• [What to work on]
Exactly reproduce each record listed below.

• [Material to process]
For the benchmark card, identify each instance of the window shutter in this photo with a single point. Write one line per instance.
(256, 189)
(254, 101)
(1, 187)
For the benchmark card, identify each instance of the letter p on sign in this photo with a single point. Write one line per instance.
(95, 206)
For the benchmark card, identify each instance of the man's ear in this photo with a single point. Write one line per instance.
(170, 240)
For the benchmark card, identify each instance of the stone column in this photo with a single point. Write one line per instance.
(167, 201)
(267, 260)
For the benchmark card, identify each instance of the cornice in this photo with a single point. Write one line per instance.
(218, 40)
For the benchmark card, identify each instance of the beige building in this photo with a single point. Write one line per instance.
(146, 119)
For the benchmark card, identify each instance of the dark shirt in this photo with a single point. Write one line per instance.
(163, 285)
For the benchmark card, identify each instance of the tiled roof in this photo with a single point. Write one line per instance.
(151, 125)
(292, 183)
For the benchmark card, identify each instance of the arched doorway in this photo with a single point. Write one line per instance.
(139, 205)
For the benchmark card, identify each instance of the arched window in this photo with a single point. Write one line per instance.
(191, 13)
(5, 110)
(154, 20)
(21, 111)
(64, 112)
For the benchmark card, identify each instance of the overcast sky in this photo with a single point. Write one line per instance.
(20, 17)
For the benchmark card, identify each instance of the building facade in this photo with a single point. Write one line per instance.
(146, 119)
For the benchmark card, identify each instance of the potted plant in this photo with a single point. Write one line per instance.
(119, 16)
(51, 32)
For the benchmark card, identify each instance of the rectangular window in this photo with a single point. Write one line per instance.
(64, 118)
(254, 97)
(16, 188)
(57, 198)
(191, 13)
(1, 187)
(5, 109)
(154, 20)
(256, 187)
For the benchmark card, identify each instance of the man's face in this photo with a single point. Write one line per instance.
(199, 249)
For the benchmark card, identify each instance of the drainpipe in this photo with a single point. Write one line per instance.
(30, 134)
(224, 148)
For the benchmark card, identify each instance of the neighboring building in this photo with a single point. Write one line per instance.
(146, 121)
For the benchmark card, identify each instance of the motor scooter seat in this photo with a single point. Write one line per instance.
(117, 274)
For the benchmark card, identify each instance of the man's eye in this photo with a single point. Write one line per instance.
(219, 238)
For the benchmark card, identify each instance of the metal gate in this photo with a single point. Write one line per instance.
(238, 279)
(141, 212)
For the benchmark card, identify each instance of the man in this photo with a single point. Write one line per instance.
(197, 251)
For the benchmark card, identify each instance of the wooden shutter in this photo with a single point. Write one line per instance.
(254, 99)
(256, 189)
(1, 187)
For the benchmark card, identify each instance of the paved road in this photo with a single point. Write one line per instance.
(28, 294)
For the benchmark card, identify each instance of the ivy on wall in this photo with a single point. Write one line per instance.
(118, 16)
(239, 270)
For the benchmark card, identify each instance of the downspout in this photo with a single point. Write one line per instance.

• [Solution for this task]
For the benchmark card, identify each instance of the window shutter in this photo with a single point. Write one line per instance.
(256, 189)
(254, 101)
(1, 187)
For the benchmark card, identify each instance of the letter p on sign in this photo with a single point. Write one line per instance.
(95, 206)
For the benchmark card, identify each instance of the man's ear in this photo with a single point. Write one line per instance.
(170, 240)
For the benchmark card, identify each instance of the stone column in this photo with a single point. Write one line per instance.
(167, 201)
(267, 260)
For the benchmark card, identify each instance of the cornice in this photo with a single point. Write one line per instance.
(218, 40)
For the benchmark card, identify each instance of the beige building in this photo with a single point. Write one line per instance.
(146, 119)
For the benchmark card, identify each instance of the dark shirt in this photo with a single point. Write one line per instance.
(163, 285)
For the benchmark card, identify each instance of the tiled roof in this photo with a single point. Write one line per instance.
(151, 125)
(292, 183)
For the benchmark card, identify each instance of the arched doorway in this photo with a single point. Write one line per instance.
(139, 205)
For the benchmark card, identify each instance of the arched window in this photo with a single point. Write one line per instance.
(191, 13)
(5, 110)
(154, 20)
(21, 111)
(64, 112)
For the benchmark card, identify each instance of the overcast sky in this photo with a single point. Write one line per instance.
(20, 17)
For the benchmark card, identify each instance of the building facade in this photo with a single point. Write one line per instance.
(146, 119)
For the benchmark card, identify each instance of the potted plant in this photo with a single point. Write one line per instance.
(119, 16)
(51, 32)
For the benchmark card, identify each instance of the rectangular window in this photo with a single point. Write one line per instance.
(64, 118)
(254, 97)
(16, 188)
(57, 198)
(191, 13)
(1, 187)
(5, 109)
(154, 20)
(256, 187)
For the benchmark card, identify each instance of the man's face in this photo with a single point. Write one line per instance.
(199, 249)
For the benchmark card, identify each instance of the drainpipe in this photo with a single point. Write one line per instance.
(30, 134)
(224, 148)
For the benchmark card, identify each instance of the neighboring building in this photo with a single point. Write one line per instance.
(146, 121)
For the benchmark card, identify each instance of the motor scooter seat in this photo with a single point. Write one line per instance.
(117, 274)
For the benchmark card, identify each instance of the man's eye in this photo with a single point. Write one line per instance.
(219, 238)
For the benchmark card, identify each instance of the metal gate in this photo with a single point. Write one line per instance.
(238, 279)
(141, 212)
For the benchmark card, identify each instance of the man in this photo with a single point. Write one line per instance.
(197, 251)
For the benchmark card, identify each instance of the wooden shutter in this photo with a single point. Write one line per instance.
(254, 99)
(256, 189)
(1, 187)
For the benchmark card, identify each instance of the paved road in this photo with a single point. Write one line per instance.
(28, 294)
For the benchmark card, identify each instance of the ivy on wall in this photo with a single point. Write one line per instance.
(118, 16)
(239, 270)
For the benchmark card, identify each instance of the downspout in this photo with a single point. Write one line per instance.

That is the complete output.